*WHAT IS BEING ASKED*:
State, as a number alone, how many lines of the data contain the string "target".

Data items
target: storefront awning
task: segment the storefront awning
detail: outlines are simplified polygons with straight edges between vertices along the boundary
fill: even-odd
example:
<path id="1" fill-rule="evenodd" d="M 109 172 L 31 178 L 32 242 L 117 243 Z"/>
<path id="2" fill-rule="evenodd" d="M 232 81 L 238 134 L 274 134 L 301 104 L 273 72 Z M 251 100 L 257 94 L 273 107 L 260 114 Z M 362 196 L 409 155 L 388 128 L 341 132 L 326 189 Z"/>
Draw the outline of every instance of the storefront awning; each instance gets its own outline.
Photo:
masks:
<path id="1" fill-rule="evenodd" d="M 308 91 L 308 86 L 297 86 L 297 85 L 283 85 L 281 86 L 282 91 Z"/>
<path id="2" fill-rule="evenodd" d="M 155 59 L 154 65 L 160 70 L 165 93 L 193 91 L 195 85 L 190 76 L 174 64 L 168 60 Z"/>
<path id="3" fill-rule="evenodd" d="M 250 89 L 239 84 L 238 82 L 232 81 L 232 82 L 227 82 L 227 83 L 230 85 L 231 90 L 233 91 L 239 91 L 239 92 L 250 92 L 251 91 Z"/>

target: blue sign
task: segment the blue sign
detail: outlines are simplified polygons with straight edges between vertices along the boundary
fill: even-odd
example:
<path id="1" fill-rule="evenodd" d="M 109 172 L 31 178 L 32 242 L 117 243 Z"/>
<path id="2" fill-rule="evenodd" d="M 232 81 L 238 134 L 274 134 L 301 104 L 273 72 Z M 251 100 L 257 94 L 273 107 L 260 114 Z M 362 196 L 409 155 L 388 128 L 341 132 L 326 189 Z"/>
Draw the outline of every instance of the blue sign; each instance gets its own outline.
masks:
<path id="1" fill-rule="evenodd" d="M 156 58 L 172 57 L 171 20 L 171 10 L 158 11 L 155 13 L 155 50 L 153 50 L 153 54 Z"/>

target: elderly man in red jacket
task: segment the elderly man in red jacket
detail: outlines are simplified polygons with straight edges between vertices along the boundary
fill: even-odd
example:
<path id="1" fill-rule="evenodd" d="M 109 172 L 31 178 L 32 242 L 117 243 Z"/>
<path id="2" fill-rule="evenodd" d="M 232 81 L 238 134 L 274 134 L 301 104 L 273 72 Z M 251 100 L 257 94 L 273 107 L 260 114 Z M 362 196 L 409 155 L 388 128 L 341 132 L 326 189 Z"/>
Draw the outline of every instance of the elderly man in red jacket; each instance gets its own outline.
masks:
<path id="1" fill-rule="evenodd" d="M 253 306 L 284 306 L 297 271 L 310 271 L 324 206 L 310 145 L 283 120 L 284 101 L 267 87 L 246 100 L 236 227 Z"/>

*EXERCISE OUTPUT*:
3